ACP paper outlines 'fresh thinking' for team-based care
Declaring that the “move toward team-based care requires fresh thinking,” the American College of Physicians released a new policy paper that outlines professionalism, licensure, reimbursement and research principles for such teams to follow. The document appears unlikely to settle deep divisions between physicians and their team members on those matters.
Teams of physicians, nurses, physician assistants, clinical pharmacists, social workers and other health professionals require “a new way of thinking about clinical responsibilities and leadership, one that recognizes that different clinicians will assume principal responsibility for specific elements of a patient's care as the patient's needs dictate,” according to the authors, Robert Doherty, ACP senior vice president for government and public policy, and Ryan Crowley, ACP senior health policy analyst. The paper, “Principles Supporting Dynamic Clinical Care Teams,” was published Monday in the Annals of Internal Medicine.
Doherty and Crowley acknowledge that there are barriers to achieving the vision of physician-led teams, not the least of which is a shortage of internal medicine physicians in some communities. In these circumstances, the ACP encourages a cooperative approach among available healthcare professionals as well as the use of telehealth technology.
Still, they reaffirm the importance of each patient having “an ongoing relationship with a personal physician trained to provide first contact, continuous and comprehensive care” and a personal physician who “leads a team of individuals at the practice level who collectively take responsibility for the ongoing care of patients”—a component of theJoint Principles of the Patient-Centered Medical Home, which were adopted in 2007 by the ACP, American Academy of Family Physicians, American Osteopathic Association and the American Academy of Pediatrics.
The American Medical Association (PDF) and the AAFP each issued similar policy statements in 2012 contending that teams should be physician-led. Both were met with a backlash from nurse practitioners and physician assistants.
In an accompanying editorial to the new ACP paper, Dr. Anna Reisman, with the Yale School of Medicine, New Haven, Conn., predicted that “some of the content in the ACP position paper will not inspire high-fives from our (nurse practitioner) colleagues,” but credited the ACP for moving the issue forward.
“Although solving the scope-of-practice controversy may be beyond the reach of the College's position paper—or of this editorial—failure to resolve this issue hinders the development of dynamic clinical care teams, particularly in states where NPs can practice autonomously,” Reisman wrote. “It is heartening, then, to find the College rising above the familiar negative rhetoric by acknowledging the effectiveness of NPs in some settings, such as nurse-managed health centers in underserved areas.”
Nevertheless, Angela Golden and Kenneth Miller, co-presidents of the American Association of Nurse Practitioners, begin an additional accompanying editorial by blasting the notion that physician leadership needs to be a requirement of collaborative care teams.
“The AANP believes that team-based care is best thought of as a multidisciplinary, nonhierarchical collaborative centered on a patient's needs,” the AANP leaders wrote. “These needs and the patient's preferences should determine which provider leads a healthcare team. Team leadership should not be defined by a particular professional nor by a regulatory or licensing body.”
The ACP, however, calls for licensing bodies to value the additional training physicians undergo.
In the section on licensing principles, the ACP notes that “Licensing bodies should recognize that the skills, training, clinical experience, and demonstrated competencies of physicians, nurses, physician assistants, and other health professionals are not equal and not interchangeable,” and that “Changes in licensure laws must not harm patients by allowing health professionals to deliver services for which they are not qualified.”
In addition to the licensing controversy, the paper takes on fee-for-service reimbursement.
“Traditional fee-for-service payment systems may contribute to high-volume, fragmented, rushed and uncoordinated care, compared with payment models that create incentives for all members of the clinical care team to work together in a highly coordinated manner,” the authors stated.
In contrast, they add that reimbursement models such as bundled payments, accountable care organizations, risk-adjusted global capitation and salaried compensation “may contribute to high-quality, cost-conscious care through clinical-care teams.”

§ **Your task**
Print the part of the article on the ACP team-based care paper from "Nevertheless, Angela Golden" to "training physicians undergo." word for word. The records have nothing to do with this.

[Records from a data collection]
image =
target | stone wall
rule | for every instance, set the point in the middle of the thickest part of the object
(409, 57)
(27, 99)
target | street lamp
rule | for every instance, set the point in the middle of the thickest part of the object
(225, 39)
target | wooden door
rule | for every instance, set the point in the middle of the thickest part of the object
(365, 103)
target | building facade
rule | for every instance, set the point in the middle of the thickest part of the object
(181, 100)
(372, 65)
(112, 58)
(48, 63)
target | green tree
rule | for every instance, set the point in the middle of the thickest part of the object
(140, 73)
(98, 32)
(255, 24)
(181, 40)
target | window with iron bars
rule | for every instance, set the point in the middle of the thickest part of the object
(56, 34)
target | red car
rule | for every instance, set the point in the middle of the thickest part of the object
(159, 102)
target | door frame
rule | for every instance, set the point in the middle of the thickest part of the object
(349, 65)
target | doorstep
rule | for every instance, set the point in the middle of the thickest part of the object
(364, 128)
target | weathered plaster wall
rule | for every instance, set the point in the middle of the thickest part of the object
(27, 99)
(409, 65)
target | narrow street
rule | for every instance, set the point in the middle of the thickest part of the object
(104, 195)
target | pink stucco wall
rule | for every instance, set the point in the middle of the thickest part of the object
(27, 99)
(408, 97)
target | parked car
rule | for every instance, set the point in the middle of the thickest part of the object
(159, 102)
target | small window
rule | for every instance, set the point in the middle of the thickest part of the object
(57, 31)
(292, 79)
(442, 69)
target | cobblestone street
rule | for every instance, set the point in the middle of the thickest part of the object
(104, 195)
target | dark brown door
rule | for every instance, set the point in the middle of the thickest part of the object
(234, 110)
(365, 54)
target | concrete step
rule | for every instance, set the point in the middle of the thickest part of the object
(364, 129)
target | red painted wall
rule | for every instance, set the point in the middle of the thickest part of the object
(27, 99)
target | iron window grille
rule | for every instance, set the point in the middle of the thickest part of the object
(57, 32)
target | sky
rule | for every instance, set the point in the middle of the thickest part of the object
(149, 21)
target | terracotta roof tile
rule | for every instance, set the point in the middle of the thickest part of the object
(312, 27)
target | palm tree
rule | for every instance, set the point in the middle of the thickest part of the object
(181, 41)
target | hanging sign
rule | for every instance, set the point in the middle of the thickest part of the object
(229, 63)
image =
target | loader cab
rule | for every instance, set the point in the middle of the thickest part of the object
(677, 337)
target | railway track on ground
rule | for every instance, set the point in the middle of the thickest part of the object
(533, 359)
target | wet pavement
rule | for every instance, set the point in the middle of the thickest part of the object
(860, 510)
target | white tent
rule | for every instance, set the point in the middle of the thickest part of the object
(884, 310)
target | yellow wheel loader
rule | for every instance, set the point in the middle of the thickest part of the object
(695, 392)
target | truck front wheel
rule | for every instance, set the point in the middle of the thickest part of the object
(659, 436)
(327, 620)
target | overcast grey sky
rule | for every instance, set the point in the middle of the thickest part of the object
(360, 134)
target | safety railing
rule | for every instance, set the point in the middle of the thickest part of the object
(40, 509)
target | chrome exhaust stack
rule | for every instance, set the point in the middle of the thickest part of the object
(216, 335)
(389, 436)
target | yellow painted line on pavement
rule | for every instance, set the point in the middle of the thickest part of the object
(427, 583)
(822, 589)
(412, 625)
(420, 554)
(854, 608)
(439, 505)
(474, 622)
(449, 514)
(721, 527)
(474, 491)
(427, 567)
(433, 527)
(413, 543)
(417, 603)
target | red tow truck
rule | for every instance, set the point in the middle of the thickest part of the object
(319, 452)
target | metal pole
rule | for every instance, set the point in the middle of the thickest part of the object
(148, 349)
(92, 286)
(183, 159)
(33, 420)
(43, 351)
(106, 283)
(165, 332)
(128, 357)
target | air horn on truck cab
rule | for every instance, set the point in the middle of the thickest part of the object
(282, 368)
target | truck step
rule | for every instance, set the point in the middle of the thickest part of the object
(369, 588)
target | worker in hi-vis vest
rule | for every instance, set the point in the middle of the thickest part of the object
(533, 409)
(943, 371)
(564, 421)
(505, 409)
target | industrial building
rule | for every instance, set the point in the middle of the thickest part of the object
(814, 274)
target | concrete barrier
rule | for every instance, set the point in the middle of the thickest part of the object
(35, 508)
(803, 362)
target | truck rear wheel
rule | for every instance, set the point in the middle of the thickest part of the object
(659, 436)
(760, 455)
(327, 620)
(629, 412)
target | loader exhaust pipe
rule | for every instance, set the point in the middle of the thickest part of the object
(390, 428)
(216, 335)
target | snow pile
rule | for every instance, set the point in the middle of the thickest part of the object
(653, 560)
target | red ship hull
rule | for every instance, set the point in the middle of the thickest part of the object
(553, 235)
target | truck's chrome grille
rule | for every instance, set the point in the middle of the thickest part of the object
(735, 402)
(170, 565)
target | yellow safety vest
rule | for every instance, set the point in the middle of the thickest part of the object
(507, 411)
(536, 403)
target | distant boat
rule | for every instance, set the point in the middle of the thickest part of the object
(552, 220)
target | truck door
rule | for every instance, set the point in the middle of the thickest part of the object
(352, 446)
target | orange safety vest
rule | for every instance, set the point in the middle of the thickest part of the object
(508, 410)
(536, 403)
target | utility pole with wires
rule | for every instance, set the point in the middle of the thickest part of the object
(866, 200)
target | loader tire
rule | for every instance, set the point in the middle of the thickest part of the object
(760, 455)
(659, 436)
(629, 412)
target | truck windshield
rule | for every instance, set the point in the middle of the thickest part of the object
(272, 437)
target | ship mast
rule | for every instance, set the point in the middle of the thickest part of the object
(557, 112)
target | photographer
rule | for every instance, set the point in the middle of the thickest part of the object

§ **Task answer**
Nevertheless, Angela Golden and Kenneth Miller, co-presidents of the American Association of Nurse Practitioners, begin an additional accompanying editorial by blasting the notion that physician leadership needs to be a requirement of collaborative care teams.
“The AANP believes that team-based care is best thought of as a multidisciplinary, nonhierarchical collaborative centered on a patient's needs,” the AANP leaders wrote. “These needs and the patient's preferences should determine which provider leads a healthcare team. Team leadership should not be defined by a particular professional nor by a regulatory or licensing body.”
The ACP, however, calls for licensing bodies to value the additional training physicians undergo.